Provided information —

━━━━━━━━

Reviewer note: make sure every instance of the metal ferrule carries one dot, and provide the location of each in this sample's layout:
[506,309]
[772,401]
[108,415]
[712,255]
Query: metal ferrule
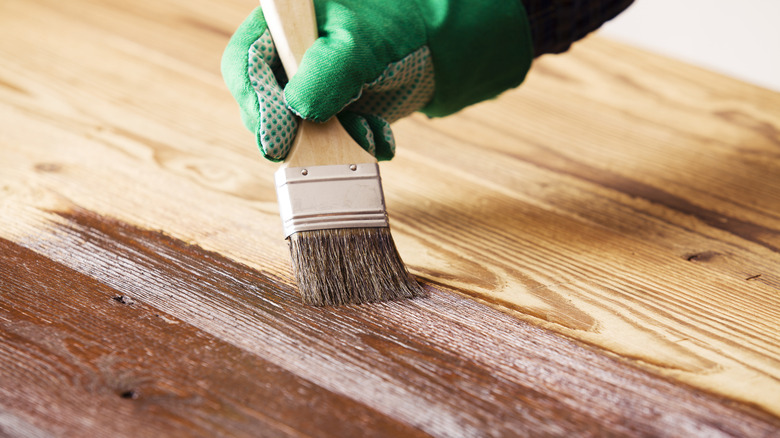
[328,197]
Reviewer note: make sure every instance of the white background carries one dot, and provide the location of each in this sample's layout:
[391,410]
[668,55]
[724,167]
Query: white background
[740,38]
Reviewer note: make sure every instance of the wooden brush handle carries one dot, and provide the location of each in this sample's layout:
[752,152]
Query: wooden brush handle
[293,26]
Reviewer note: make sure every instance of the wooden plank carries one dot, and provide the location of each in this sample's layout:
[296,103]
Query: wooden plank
[619,199]
[176,340]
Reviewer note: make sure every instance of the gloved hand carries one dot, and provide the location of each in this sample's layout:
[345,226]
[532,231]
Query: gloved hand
[375,62]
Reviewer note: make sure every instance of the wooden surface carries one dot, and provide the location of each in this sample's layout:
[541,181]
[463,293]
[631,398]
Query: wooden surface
[602,249]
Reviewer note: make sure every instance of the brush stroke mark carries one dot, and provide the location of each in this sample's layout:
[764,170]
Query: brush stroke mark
[445,366]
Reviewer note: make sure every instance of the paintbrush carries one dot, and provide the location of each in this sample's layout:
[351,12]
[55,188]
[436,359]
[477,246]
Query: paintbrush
[330,195]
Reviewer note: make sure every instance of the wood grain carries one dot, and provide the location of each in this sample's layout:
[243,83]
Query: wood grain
[618,200]
[173,339]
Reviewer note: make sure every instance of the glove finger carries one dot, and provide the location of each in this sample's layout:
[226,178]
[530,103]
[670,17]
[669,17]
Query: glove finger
[331,76]
[249,64]
[276,125]
[371,132]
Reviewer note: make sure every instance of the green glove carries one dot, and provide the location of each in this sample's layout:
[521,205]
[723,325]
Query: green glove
[377,61]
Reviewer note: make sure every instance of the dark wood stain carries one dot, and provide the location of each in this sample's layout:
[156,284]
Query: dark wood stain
[130,332]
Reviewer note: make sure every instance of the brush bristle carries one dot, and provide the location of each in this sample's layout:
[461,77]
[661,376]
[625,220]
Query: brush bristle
[350,266]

━━━━━━━━

Goal — Print all of the entries above again, word for word, and leave the pictures out.

Task answer —
Reviewer note: make sure every instance of the metal ferrule carries one dot, and provide the location of each in this sample's layout:
[506,309]
[772,401]
[108,415]
[712,255]
Query: metal ferrule
[328,197]
Reviewer note: make sure every instance of the white background carries one dot, and provide the location of each in this sample's layout:
[391,410]
[668,55]
[724,167]
Query: white background
[740,38]
Reviewer note: make sure every instance of the wooden brush handle carries one dot, and provide the location of each in this sample's layout:
[752,152]
Query: wooden brush handle
[293,26]
Reviewer note: make sure every instance of the wooden plank carries one dot, and provide the location of each in this sample's layout:
[296,103]
Query: wooden plank
[619,199]
[176,340]
Reviewer note: make sure every instance of the gloved hand carries one dot, and provide the location of each in this sample's layout:
[345,226]
[532,231]
Query: gloved hand
[375,62]
Reviewer note: make sure every instance of the wooden surface carries one dot, and provide the location of each in this sample's layout:
[541,181]
[463,293]
[631,398]
Query: wooden surface
[602,249]
Reviewer note: make sure every instance of the brush stroke mark carries one dot, and provide the location of each in this sample's layout:
[764,170]
Query: brush stroke mark
[445,366]
Reviewer note: make sure every instance of the paintbrush carries one dot, and provide the location of each in this sample's layout:
[351,12]
[55,188]
[436,359]
[477,246]
Query: paintbrush
[330,195]
Reviewer note: make sure every instance of the wood grain carries one dot, and provide the location of each in this sample's layout:
[243,83]
Query: wood grain
[618,200]
[173,339]
Reviewer note: make sure every instance of the glove finger carries one dot, and provide the location of each in this sample's layout:
[226,178]
[530,103]
[670,17]
[669,17]
Query: glove finger
[331,76]
[249,64]
[276,125]
[371,132]
Reviewer note: make sure every instance of the green glove carries one dot, and provide the location of each in this sample's layout:
[521,205]
[723,325]
Query: green glove
[377,61]
Reviewer note: make sure every instance of the dark wood stain carries one dot, and provide the location of each in this sample's layout:
[156,284]
Query: dark wood stain
[130,332]
Reviewer note: make sure every instance of the brush bristle carries one dot, and provide the location of each in this sample's layout:
[461,77]
[661,376]
[625,220]
Query: brush bristle
[350,266]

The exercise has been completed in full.